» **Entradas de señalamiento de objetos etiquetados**
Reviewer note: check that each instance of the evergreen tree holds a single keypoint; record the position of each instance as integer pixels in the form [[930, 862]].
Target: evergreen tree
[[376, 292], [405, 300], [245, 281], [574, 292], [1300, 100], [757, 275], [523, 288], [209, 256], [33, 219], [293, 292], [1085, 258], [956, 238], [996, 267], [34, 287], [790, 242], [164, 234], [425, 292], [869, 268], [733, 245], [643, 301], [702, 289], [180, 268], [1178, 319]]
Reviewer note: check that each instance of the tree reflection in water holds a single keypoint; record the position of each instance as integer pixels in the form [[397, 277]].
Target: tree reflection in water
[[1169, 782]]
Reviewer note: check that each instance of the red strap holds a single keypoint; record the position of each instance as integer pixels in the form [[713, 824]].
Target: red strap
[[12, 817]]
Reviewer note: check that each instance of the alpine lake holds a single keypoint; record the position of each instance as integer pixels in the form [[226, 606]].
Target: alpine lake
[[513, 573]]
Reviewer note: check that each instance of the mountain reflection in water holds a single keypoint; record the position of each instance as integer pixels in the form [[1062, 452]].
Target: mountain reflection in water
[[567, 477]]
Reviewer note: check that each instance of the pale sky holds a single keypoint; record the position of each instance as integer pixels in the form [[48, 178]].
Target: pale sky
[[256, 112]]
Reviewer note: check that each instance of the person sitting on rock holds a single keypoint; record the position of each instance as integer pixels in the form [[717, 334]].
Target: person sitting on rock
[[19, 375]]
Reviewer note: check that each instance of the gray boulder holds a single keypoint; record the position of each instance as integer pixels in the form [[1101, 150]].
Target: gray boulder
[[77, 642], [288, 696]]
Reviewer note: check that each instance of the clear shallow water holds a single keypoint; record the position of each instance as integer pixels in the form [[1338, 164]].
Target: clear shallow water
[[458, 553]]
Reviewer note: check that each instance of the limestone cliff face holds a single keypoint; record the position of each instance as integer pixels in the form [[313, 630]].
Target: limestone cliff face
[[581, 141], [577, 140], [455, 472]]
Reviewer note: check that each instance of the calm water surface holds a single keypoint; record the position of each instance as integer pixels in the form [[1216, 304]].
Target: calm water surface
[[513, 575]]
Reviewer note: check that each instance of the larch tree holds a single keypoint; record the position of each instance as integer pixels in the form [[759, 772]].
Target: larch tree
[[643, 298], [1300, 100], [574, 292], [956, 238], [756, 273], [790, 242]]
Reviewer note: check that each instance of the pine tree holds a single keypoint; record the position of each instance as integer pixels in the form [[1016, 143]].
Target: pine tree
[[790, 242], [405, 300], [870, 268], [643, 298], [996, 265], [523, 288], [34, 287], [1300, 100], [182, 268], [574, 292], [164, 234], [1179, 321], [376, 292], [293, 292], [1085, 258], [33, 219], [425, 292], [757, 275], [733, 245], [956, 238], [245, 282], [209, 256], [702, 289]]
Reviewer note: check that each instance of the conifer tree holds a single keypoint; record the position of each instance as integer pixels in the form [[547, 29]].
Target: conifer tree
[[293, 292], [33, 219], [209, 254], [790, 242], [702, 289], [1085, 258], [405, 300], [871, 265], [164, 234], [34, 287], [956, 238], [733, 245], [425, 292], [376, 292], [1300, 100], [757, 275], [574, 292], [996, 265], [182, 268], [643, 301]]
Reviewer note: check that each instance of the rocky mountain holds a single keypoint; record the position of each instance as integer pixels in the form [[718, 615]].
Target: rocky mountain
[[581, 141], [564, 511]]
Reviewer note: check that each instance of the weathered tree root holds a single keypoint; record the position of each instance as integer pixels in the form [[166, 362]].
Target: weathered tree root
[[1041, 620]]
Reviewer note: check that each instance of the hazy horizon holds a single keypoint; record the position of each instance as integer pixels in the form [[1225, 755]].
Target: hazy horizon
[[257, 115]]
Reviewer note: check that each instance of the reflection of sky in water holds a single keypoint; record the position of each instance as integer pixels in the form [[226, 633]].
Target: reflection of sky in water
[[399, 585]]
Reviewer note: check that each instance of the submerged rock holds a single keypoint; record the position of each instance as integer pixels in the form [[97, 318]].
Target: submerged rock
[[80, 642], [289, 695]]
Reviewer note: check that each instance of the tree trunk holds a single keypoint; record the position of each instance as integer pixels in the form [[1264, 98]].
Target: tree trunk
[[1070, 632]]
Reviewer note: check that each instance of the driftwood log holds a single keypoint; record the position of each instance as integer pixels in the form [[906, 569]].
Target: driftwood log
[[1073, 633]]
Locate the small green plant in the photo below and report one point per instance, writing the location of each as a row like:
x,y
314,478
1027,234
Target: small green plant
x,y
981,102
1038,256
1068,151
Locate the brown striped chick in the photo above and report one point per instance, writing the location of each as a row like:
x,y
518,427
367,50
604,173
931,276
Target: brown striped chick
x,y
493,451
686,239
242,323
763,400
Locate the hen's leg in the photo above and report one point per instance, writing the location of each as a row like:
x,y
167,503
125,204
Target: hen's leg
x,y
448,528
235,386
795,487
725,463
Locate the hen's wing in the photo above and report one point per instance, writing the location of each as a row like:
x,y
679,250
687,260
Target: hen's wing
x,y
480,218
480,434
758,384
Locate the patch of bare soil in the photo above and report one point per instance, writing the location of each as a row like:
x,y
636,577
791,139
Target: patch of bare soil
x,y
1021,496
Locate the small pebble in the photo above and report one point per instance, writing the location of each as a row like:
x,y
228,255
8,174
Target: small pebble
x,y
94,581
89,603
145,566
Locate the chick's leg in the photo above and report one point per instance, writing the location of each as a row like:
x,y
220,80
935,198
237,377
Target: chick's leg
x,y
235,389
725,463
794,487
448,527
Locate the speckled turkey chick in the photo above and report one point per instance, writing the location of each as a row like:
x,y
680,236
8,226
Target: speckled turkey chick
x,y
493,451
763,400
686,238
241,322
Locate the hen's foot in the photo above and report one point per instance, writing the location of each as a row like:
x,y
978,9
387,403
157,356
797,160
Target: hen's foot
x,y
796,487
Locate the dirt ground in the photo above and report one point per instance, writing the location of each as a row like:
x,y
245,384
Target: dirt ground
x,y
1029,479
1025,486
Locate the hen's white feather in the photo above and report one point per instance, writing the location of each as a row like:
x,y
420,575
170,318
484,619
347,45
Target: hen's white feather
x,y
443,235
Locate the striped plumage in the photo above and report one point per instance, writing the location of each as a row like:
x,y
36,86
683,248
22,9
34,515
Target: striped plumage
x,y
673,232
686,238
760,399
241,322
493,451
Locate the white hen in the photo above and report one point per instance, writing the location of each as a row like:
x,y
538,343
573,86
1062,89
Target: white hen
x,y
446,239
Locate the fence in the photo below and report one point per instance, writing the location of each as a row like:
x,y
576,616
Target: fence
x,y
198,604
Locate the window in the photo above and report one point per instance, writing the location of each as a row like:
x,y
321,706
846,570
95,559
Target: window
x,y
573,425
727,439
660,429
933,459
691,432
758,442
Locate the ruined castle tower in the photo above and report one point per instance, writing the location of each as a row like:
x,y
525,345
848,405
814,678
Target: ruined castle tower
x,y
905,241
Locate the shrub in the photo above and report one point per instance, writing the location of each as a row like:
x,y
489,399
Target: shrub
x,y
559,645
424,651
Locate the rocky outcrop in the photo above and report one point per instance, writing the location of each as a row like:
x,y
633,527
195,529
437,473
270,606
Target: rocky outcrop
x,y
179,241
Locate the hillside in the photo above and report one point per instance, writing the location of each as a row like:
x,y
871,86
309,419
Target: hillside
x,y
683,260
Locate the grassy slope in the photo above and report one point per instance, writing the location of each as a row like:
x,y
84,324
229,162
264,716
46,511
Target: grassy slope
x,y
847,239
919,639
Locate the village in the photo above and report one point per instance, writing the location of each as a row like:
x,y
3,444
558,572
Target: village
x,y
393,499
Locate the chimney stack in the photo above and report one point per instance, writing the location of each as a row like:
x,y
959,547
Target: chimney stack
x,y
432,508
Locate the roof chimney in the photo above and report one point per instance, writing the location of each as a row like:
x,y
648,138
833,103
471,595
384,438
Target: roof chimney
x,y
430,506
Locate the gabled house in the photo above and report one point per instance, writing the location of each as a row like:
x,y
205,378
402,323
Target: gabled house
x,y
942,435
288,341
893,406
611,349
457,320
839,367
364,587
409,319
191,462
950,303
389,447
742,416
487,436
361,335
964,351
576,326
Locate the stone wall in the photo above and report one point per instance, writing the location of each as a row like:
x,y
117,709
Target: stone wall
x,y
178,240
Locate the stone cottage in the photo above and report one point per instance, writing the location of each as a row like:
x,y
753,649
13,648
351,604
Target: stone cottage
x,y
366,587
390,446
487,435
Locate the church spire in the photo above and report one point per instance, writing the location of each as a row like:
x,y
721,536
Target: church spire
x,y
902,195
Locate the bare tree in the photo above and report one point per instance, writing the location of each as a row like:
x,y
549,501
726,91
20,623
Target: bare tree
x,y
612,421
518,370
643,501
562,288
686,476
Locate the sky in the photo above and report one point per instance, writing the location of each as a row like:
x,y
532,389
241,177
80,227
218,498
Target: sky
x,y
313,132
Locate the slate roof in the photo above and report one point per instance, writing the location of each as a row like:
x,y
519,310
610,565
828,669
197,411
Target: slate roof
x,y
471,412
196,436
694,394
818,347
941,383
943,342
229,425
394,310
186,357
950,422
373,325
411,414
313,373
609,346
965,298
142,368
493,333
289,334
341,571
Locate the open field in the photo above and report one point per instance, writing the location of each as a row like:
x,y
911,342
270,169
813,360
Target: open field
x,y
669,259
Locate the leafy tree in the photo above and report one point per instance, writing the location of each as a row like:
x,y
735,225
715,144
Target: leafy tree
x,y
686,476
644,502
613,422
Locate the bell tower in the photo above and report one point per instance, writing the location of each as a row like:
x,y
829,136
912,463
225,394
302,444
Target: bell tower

» **Instrucciones**
Por favor, reescribe como lista JSON de cadenas las líneas de los registros: empieza en la primera línea y termina tras la línea que contiene "[[513, 573]]", ambas incluidas. Pon una cadena por línea y omite las líneas en blanco.

» **Respuesta completa**
[
  "Reviewer note: check that each instance of the evergreen tree holds a single keypoint; record the position of each instance as integer pixels in the form [[930, 862]].",
  "Target: evergreen tree",
  "[[376, 292], [405, 300], [245, 281], [574, 292], [1300, 100], [757, 275], [523, 288], [209, 256], [33, 219], [293, 292], [1085, 258], [956, 238], [996, 267], [34, 287], [790, 242], [164, 234], [425, 292], [869, 268], [733, 245], [643, 301], [702, 289], [180, 268], [1178, 319]]",
  "Reviewer note: check that each instance of the tree reflection in water holds a single keypoint; record the position of each instance as integer pixels in the form [[397, 277]].",
  "Target: tree reflection in water",
  "[[1169, 782]]",
  "Reviewer note: check that each instance of the red strap holds a single keypoint; record the position of each instance as integer pixels in the form [[713, 824]].",
  "Target: red strap",
  "[[12, 817]]",
  "Reviewer note: check that each instance of the alpine lake holds a single keypoint; record the position of each instance as integer pixels in the form [[226, 606]].",
  "Target: alpine lake",
  "[[513, 573]]"
]